[Point localization data]

- - -

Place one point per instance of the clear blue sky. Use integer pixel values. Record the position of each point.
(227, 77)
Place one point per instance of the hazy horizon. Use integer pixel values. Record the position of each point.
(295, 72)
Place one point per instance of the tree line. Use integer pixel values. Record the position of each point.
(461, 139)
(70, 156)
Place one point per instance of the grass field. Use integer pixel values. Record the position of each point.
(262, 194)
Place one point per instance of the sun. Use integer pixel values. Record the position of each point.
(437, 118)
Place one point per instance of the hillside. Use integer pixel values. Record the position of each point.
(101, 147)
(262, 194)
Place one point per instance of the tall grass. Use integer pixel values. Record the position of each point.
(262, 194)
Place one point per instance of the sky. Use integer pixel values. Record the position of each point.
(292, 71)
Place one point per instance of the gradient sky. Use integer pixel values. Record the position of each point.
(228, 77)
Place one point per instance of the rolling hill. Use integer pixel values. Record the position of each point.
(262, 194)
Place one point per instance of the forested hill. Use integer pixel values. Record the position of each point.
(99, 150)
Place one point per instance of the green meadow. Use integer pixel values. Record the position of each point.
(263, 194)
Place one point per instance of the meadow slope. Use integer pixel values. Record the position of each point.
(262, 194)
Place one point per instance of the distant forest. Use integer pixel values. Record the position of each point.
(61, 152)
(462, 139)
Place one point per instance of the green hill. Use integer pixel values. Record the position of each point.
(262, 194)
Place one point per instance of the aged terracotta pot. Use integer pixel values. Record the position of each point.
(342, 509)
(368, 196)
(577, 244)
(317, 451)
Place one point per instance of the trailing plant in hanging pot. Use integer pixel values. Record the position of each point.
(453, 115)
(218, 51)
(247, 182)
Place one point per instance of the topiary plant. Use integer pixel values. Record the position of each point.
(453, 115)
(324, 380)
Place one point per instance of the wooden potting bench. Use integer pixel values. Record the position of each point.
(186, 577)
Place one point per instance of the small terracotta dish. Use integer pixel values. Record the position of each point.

- - -

PROBLEM TO WORK ON: Produce an exact copy of every entry above.

TASK RESULT:
Place one point per instance of the clear blue sky. Use integer pixel values. Record the position of each point.
(227, 77)
Place one point per instance of the hazy horizon. Use integer pixel values. Record the position of each point.
(295, 72)
Place one point per instance of the tree line. Use integer pixel values. Record the position of each point.
(461, 139)
(70, 156)
Place one point per instance of the grass field. Use integer pixel values. Record the position of each point.
(262, 194)
Place one point per instance of the sun. Use integer pixel values. Record the position of each point.
(437, 118)
Place one point per instance of the hillside. Use integer pixel values. Record the position of each point.
(101, 147)
(262, 194)
Place one point per instance of the tall grass. Use integer pixel values. Record the position of each point.
(262, 194)
Place one point per instance of the sky. Use integer pixel values. Record the position of each point.
(292, 71)
Place one point per instance of the gradient sky. Use integer pixel values. Record the position of each point.
(228, 77)
Place one point per instance of the rolling hill. Use integer pixel values. Record the position of each point.
(262, 194)
Place one point per instance of the forested hill. Use integer pixel values. Record the position of each point.
(99, 150)
Place one point per instance of the green meadow. Use integer pixel values. Record the position of each point.
(263, 194)
Place one point per instance of the meadow slope. Use integer pixel values. Record the position of each point.
(262, 194)
Place one point per instance of the distant forest. Use integer pixel values. Record the position of each point.
(61, 152)
(462, 139)
Place one point per instance of the green hill. Use integer pixel values. Record the position of each point.
(262, 194)
Place one point per instance of the aged terracotta pot. Use integer pixel values. Record the position of each point.
(342, 509)
(368, 196)
(577, 244)
(317, 451)
Place one point per instance of the trailing plant in hanging pot. Use integer pixel values. Record the position of each point.
(453, 115)
(218, 51)
(247, 182)
Place one point per instance of the topiary plant. Use integer pixel values. Record the position of each point.
(453, 115)
(324, 380)
Place one point per instance of the wooden potting bench. Use integer pixel values. Record the position of each point.
(186, 577)
Place one point per instance of the small terracotta dish. Use integer pixel values. Record the position of each point.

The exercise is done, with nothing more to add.